# [TEXTE]
•••••
Des enfants philippins avec une pancarte « Nous n’avons pas d’autre pays », lors d’une manifestation contre les expulsions le 6 août à Tel-Aviv. / GIL COHEN-MAGEN / AFP

« N’expulsez pas les enfants ! » L’association de mères philippines en Israël, United Children of Israel, avait ainsi baptisé la manifestation qui a mobilisé un millier de personnes, mardi 6 août à Tel-Aviv. Les participants ont dénoncé le projet du gouvernement israélien d’expulser cet été une cinquantaine d’enfants de travailleurs immigrés, nés en Israël et sans statut légal.

Plus tôt mardi, une travailleuse philippine, Rosemarie Perez, et son fils, Rohan, âgé de 13 ans, ont été arrêtés à Tel-Aviv par des agents de l’Autorité de l’immigration dans le cadre de la procédure de renvoi. Ils ont été placés dans un centre de détention. Plusieurs cas similaires ont été relevés en juillet : incarcérés puis relâchés, mères et enfants disposent d’un délai de quarante-cinq jours pour quitter le pays.
•••••
# [EXTRAITS D'ENREGISTREMENTS]
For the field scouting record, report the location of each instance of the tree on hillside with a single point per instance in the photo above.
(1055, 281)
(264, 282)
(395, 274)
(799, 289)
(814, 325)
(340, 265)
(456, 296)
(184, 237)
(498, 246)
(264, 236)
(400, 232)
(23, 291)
•••••
# [EXERCICES]
**A)** D'après le texte, combien de personnes la manifestation du mardi 6 août à Tel-Aviv a-t-elle mobilisées ?
**B)** Traduisez en anglais cette phrase du texte : « Plus tôt mardi, une travailleuse philippine, Rosemarie Perez, et son fils, Rohan, âgé de 13 ans, ont été arrêtés à Tel-Aviv par des agents de l’Autorité de l’immigration dans le cadre de la procédure de renvoi. »

# [RÉPONSES FINALES]
**A)** Un millier de personnes.

**B)** Earlier on Tuesday, a Filipino worker, Rosemarie Perez, and her son, Rohan, aged 13, were arrested in Tel Aviv by agents of the Immigration Authority as part of the deportation procedure.